### TASK
Rescale the rows starting at the line containing "Phrase: sky" and ending at the last of the rows, both ends included. Write out every one of those lines again, phrase lines too, with each coordinate in the answers multiplied by 1.85 and rounded to a whole number, halves rounded up.

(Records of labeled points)
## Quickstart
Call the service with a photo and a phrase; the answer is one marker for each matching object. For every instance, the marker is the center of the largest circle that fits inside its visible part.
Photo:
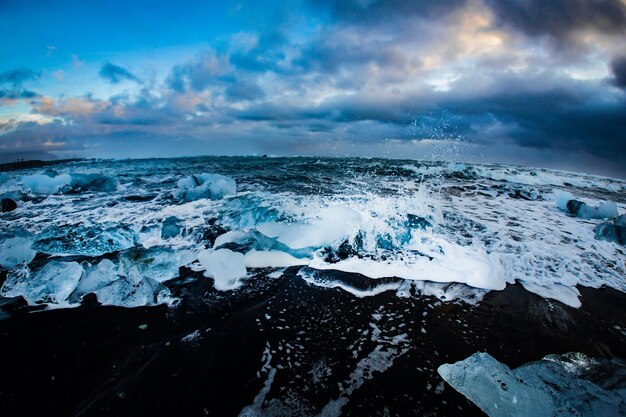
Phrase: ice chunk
(157, 263)
(240, 241)
(566, 202)
(612, 231)
(94, 278)
(127, 293)
(16, 250)
(51, 284)
(91, 182)
(272, 259)
(170, 227)
(336, 223)
(7, 205)
(112, 289)
(67, 183)
(83, 239)
(43, 184)
(558, 385)
(212, 186)
(224, 266)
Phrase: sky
(526, 82)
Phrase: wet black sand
(111, 361)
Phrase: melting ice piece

### FINISHED ANSWER
Phrase: sky
(973, 152)
Phrase: wet black sand
(205, 668)
Phrase: melting ice piece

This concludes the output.